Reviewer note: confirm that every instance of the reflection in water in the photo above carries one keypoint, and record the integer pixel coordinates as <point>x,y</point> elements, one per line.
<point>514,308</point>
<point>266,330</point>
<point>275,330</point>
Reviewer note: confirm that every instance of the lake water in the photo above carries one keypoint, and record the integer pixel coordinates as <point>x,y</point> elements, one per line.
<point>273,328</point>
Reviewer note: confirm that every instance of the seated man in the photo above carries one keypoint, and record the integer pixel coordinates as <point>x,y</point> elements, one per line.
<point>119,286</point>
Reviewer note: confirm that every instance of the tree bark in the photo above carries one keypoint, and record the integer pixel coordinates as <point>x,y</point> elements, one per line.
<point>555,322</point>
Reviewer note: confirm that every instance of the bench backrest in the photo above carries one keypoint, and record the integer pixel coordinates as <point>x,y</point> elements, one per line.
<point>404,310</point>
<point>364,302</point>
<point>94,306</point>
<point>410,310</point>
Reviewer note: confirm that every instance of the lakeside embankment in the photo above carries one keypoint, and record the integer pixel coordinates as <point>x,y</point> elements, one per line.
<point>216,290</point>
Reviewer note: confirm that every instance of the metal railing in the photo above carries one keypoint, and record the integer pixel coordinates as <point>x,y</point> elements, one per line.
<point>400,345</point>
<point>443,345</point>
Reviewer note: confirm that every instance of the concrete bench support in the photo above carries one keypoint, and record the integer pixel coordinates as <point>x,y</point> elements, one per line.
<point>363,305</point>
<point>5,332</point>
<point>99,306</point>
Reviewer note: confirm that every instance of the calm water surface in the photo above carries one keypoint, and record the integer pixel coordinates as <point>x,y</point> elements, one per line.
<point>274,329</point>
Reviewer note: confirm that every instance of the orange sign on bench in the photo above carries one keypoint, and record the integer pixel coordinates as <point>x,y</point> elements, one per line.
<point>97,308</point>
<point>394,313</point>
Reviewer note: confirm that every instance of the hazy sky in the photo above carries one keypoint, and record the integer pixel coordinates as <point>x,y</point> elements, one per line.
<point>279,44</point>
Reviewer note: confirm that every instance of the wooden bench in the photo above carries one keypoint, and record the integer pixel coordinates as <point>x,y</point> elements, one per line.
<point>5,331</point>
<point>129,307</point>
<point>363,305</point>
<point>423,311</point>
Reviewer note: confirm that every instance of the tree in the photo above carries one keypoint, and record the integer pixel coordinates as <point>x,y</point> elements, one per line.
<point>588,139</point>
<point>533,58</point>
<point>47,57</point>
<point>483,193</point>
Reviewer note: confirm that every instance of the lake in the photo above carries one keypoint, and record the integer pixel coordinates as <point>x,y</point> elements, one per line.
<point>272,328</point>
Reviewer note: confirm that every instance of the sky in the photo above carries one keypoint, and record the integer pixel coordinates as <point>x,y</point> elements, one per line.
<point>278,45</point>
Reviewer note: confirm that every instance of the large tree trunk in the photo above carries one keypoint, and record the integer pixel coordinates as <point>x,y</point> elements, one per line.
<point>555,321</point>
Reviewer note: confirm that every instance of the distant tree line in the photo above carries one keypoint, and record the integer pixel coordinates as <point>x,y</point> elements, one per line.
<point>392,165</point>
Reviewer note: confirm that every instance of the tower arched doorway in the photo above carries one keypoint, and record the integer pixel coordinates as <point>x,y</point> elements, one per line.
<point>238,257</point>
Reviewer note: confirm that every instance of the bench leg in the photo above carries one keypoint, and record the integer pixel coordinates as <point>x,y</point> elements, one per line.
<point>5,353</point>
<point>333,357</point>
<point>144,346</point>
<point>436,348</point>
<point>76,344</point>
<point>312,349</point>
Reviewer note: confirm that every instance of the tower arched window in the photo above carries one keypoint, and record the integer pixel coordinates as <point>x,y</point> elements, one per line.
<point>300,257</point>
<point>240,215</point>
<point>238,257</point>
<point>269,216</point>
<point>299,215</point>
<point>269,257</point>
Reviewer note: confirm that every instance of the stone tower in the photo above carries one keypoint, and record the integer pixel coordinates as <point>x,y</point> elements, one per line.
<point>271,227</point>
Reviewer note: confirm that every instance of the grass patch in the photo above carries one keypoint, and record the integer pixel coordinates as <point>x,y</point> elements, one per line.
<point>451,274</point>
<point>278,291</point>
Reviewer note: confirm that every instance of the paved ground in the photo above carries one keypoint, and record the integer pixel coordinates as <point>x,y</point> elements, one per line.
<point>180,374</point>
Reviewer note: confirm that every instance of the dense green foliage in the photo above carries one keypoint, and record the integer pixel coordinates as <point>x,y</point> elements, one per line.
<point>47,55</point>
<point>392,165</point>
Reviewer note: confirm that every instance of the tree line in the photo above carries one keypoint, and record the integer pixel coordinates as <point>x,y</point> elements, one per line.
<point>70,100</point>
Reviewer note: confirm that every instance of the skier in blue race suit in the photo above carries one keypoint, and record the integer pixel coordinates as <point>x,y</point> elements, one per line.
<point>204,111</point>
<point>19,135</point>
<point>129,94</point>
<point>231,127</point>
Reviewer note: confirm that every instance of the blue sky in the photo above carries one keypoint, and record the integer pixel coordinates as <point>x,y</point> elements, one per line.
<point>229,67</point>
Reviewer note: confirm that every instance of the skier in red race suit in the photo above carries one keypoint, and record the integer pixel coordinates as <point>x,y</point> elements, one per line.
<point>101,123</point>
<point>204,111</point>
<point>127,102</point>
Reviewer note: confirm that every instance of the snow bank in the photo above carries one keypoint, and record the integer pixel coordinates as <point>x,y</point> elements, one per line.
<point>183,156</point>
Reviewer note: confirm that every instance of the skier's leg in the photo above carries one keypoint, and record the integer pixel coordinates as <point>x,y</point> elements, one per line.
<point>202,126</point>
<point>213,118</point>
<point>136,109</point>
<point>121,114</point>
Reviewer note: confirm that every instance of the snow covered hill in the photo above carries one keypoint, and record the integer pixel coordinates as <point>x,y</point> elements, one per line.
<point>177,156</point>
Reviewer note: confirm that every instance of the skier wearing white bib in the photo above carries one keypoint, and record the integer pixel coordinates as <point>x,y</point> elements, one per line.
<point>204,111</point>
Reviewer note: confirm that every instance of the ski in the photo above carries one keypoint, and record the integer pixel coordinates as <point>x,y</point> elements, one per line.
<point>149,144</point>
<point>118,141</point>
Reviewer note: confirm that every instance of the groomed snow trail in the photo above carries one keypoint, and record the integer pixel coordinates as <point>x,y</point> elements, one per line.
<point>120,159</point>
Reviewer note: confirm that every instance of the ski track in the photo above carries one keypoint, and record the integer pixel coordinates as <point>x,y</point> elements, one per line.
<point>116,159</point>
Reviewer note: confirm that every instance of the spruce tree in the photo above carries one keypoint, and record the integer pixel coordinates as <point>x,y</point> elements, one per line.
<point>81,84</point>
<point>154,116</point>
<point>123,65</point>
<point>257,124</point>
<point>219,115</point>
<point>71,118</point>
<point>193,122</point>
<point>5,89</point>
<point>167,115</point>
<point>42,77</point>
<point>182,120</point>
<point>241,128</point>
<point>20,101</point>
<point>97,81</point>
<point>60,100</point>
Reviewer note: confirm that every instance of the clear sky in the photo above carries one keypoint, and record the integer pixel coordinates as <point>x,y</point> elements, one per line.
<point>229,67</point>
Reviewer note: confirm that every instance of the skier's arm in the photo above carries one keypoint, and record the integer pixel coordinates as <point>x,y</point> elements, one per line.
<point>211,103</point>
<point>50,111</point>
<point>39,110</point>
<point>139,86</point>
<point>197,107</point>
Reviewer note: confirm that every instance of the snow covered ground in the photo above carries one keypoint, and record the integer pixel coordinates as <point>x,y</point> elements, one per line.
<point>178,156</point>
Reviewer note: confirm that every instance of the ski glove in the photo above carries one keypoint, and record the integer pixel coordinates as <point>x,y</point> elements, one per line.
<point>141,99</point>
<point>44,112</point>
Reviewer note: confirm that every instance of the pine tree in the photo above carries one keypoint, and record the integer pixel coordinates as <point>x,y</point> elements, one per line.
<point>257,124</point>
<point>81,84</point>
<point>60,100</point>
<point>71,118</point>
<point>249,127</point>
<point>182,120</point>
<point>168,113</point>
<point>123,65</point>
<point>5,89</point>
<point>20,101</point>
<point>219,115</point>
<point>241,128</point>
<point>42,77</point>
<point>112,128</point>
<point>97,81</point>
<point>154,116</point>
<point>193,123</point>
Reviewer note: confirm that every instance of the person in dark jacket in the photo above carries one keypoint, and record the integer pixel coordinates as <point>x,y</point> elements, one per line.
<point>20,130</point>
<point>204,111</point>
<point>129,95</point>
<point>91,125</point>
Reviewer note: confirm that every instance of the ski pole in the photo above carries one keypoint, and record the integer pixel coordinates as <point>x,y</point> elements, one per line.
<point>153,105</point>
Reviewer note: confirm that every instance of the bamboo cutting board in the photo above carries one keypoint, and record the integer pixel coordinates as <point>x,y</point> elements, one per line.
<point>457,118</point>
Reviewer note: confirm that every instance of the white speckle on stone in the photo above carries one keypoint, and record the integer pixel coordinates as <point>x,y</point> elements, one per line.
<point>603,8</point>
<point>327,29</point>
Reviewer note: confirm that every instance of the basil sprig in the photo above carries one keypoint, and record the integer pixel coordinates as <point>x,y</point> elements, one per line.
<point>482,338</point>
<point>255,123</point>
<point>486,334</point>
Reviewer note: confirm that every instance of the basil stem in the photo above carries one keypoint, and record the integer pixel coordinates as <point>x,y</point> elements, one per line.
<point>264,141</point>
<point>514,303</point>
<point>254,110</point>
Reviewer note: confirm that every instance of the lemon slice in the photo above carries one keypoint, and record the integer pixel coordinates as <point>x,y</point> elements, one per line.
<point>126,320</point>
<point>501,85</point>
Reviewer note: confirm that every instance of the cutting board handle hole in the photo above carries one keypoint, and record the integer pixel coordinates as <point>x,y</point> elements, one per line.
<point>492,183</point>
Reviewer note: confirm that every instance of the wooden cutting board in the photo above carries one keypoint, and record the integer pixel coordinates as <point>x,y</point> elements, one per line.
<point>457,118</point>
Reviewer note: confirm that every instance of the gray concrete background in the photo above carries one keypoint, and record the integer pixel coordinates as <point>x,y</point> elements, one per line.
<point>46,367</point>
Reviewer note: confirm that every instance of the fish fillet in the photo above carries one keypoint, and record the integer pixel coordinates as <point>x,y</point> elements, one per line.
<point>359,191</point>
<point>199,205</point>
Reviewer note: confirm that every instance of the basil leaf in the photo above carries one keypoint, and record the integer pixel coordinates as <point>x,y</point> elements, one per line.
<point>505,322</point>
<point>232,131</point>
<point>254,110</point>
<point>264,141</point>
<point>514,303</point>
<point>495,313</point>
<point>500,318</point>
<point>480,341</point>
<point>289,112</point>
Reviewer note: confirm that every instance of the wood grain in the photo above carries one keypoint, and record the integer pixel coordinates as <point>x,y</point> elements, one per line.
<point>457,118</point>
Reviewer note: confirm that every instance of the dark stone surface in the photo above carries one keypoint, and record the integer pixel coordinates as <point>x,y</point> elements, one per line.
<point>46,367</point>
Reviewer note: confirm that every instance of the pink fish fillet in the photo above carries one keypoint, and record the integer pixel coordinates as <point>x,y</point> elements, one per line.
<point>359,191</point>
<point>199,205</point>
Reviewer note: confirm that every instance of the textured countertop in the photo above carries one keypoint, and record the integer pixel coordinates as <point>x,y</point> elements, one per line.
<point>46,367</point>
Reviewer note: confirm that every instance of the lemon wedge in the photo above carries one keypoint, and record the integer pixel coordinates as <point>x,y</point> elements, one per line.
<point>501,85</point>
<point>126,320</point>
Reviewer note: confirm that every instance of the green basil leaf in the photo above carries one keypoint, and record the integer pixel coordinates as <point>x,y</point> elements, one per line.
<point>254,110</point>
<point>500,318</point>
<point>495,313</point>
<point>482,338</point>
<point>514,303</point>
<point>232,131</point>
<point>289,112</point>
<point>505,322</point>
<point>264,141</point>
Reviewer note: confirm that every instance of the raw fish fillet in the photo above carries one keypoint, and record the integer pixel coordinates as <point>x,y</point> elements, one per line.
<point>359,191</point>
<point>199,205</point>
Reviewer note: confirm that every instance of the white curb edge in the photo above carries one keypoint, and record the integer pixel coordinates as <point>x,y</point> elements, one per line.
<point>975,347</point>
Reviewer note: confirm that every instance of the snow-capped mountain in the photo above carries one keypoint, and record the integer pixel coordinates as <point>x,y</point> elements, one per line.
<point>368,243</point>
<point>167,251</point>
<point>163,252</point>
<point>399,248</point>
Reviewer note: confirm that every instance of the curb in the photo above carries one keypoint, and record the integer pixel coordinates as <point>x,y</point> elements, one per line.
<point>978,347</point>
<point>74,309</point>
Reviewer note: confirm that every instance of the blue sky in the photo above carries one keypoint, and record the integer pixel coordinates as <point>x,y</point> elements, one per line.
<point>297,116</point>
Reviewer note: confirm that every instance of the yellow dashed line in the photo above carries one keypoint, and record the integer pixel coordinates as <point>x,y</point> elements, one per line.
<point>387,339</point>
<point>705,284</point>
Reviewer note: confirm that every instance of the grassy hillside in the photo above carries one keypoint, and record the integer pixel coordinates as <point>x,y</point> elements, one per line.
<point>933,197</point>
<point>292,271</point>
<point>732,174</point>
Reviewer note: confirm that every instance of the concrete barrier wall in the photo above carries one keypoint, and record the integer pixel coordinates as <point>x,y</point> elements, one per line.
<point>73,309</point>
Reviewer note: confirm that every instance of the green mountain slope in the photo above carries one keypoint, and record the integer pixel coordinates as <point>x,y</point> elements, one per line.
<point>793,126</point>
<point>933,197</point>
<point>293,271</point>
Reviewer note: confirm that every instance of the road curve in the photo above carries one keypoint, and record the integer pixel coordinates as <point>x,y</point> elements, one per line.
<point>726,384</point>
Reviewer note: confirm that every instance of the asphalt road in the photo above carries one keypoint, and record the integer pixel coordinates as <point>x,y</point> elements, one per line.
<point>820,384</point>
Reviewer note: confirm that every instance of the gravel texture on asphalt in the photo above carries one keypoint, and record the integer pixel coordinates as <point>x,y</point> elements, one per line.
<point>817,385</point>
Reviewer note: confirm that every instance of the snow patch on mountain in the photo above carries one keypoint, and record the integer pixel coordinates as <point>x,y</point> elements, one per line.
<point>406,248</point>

+++

- [HOW TO COMPLETE THIS TASK] Take the lines from the one containing "Reviewer note: confirm that every instance of the green mountain" through the final line of the entries above, and set them down exactly, with nothing added.

- [REPLY TO THE TASK]
Reviewer note: confirm that every instance of the green mountain slope in the photo above carries one keypoint, and record the integer pixel coordinates as <point>x,y</point> elements, one per line.
<point>793,126</point>
<point>933,197</point>
<point>293,271</point>
Reviewer note: confirm that every instance of the road curve in the photo above carries one keypoint, and record the integer pixel coordinates as <point>x,y</point> elements, one per line.
<point>726,384</point>
Reviewer note: confirm that every instance of the asphalt road in the photo above carries one keypoint, and record the integer pixel coordinates as <point>x,y</point> elements, one per line.
<point>820,384</point>
Reviewer note: confirm that every instance of the gravel texture on asphalt in the photo above carries one keypoint, and record the integer pixel coordinates as <point>x,y</point> elements, one per line.
<point>817,385</point>
Reviewer note: confirm that every instance of the snow patch on mountain in the photo above carries one keypoint, and record the integer pixel coordinates as <point>x,y</point> elements, one per line.
<point>406,248</point>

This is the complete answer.